(Outline annotation entries)
►
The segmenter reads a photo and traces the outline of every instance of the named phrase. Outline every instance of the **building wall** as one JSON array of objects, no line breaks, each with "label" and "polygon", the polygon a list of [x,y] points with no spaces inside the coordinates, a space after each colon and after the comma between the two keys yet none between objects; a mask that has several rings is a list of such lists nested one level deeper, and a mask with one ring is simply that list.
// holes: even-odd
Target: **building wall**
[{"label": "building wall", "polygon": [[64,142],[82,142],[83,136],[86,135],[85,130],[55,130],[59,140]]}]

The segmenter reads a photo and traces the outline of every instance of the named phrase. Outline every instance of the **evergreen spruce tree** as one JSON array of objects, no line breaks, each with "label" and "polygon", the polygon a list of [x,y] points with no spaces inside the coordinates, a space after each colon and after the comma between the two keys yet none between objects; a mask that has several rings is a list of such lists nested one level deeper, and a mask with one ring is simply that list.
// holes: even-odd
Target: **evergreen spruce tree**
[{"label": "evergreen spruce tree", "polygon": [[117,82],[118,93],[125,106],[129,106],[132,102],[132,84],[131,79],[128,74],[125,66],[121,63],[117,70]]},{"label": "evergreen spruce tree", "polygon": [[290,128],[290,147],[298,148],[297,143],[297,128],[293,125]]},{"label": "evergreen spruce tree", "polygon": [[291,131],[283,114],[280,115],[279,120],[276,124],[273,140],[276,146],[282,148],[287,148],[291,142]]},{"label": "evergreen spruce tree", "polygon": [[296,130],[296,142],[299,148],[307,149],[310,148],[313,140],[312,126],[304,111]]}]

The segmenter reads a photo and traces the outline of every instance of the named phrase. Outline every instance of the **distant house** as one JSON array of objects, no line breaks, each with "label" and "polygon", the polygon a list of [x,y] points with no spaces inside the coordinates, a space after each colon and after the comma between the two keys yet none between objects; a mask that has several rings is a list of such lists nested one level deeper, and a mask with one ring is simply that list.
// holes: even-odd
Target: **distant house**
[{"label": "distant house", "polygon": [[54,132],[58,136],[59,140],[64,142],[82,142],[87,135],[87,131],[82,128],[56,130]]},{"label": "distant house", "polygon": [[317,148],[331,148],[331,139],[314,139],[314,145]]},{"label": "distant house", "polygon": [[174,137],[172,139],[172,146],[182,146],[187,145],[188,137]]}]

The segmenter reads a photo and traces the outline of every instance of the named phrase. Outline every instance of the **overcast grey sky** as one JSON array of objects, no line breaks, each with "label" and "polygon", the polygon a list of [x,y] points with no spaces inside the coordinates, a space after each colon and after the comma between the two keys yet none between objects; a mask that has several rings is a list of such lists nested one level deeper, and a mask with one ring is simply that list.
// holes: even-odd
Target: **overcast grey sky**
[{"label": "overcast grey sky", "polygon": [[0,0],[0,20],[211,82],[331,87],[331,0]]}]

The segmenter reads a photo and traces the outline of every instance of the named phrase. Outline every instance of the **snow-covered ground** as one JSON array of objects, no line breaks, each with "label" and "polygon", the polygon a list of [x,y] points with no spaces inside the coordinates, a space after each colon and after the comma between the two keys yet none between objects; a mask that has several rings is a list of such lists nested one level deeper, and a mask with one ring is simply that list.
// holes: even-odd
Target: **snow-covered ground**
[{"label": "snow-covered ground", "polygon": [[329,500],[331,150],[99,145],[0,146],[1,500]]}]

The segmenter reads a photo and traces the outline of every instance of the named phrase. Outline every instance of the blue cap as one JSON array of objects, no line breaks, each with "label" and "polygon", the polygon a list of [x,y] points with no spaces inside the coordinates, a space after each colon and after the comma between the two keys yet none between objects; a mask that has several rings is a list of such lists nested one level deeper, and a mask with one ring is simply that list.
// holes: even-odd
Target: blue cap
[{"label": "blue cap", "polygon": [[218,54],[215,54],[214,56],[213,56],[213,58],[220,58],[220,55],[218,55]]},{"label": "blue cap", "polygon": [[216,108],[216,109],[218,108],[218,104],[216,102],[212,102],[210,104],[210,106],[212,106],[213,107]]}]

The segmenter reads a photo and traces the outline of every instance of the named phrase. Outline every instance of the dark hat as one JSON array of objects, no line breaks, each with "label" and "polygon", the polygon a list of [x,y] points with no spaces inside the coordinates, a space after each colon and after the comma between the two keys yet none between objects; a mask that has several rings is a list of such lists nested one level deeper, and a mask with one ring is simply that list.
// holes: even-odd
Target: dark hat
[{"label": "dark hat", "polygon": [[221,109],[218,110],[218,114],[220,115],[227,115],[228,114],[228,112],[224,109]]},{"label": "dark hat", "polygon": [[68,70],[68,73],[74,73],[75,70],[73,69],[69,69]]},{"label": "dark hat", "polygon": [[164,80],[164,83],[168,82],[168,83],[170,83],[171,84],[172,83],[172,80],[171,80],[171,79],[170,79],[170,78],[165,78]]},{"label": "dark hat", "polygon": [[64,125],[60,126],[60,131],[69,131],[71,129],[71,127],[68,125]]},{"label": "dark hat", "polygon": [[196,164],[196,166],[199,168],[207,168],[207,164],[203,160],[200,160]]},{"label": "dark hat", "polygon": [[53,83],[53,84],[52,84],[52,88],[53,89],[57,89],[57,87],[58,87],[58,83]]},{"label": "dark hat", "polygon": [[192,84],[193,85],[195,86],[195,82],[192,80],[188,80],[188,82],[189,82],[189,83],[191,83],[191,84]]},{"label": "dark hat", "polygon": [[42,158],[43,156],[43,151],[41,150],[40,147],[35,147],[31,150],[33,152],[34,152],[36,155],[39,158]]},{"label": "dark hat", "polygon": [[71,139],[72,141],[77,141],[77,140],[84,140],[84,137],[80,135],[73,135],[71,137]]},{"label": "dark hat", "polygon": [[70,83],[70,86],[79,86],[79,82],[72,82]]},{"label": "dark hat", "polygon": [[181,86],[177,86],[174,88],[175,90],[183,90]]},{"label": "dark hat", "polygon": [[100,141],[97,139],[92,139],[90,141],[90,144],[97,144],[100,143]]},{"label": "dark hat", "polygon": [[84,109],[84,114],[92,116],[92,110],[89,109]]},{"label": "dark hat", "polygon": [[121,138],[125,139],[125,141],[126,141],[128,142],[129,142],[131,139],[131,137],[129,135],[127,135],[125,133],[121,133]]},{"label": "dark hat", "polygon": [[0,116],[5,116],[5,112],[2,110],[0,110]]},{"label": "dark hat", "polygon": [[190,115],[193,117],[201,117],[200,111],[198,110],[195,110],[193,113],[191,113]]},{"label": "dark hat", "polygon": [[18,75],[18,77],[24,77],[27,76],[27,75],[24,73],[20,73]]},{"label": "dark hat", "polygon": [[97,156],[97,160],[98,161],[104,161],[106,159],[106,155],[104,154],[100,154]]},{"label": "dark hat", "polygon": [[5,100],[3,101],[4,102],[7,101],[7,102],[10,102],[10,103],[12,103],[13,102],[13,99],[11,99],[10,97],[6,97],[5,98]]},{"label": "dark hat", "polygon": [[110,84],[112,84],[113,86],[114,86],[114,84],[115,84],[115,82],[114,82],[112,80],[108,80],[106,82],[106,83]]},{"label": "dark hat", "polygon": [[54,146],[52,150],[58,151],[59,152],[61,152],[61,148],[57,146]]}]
◄
* **Directions**:
Report how many lines in the entries above contain the string "blue", with case counting, and give only the number.

* **Output**:
3